• _PROBLEM TO WORK ON_:
Please copy the items below, swapping "grassy field" for "green pasture" and keeping everything else the same.

-.-.-

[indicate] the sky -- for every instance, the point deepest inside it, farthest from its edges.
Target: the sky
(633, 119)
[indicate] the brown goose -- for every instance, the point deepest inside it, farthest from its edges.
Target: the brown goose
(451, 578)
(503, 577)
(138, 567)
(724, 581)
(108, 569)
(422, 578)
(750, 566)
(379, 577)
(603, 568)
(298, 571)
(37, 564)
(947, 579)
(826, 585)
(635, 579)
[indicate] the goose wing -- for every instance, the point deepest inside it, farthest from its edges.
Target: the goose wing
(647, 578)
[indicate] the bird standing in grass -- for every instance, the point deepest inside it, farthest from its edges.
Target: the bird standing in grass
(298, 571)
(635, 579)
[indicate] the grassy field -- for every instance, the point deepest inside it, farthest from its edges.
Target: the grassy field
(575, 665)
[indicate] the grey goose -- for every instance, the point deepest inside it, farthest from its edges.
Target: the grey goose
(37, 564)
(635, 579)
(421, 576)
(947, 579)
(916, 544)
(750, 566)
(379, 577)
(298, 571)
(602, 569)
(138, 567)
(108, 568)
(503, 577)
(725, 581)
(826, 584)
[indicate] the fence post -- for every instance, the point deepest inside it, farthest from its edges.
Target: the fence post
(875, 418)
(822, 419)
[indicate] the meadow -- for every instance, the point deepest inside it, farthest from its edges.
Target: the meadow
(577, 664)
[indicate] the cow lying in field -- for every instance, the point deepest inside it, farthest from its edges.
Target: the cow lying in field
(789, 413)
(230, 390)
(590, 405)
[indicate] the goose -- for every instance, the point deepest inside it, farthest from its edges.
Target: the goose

-.-.-

• _ANSWER TO THE PROBLEM_:
[indicate] the sky -- for every instance, the point deepest inside it, farthest from its edges.
Target: the sky
(633, 119)
[indicate] the brown goose -- for every instance, the point deepest inside it, farthest from its edges.
Target: the brown goose
(451, 578)
(503, 577)
(138, 567)
(724, 581)
(108, 569)
(422, 578)
(750, 566)
(379, 577)
(603, 568)
(298, 571)
(37, 564)
(947, 579)
(826, 585)
(635, 579)
[indicate] the goose wing -- for every instance, the point deepest inside it, farthest from its edges.
Target: the goose wing
(647, 578)
[indicate] the bird standing in grass -- for every instance, the point deepest inside it, farthest from its edges.
Target: the bird standing in grass
(298, 571)
(635, 579)
[indicate] the green pasture -- for every instance, the point deepest inside it, farthest from its edges.
Target: the green pasture
(575, 665)
[indicate] the grey goose -- for every instance, the point deepest inside it, farthest from its edges.
Target: the grey goose
(37, 564)
(635, 579)
(421, 576)
(947, 579)
(916, 544)
(750, 566)
(379, 577)
(298, 571)
(602, 569)
(138, 567)
(108, 568)
(503, 577)
(725, 581)
(826, 584)
[indicate] the fence post -- for every instance, the point deepest inside it, farthest from its edges.
Target: the fence post
(875, 418)
(822, 419)
[indicate] the meadow -- for every instance, the point deepest inside it, farthest from its edges.
Target: the meadow
(577, 664)
[indicate] the cow lying in field -- for every instance, the point deepest inside it, farthest from its edges.
Target: the cow lying in field
(789, 413)
(230, 390)
(590, 405)
[indicate] the goose -- for every instance, the point deepest inside it, farthest from its edges.
Target: the goose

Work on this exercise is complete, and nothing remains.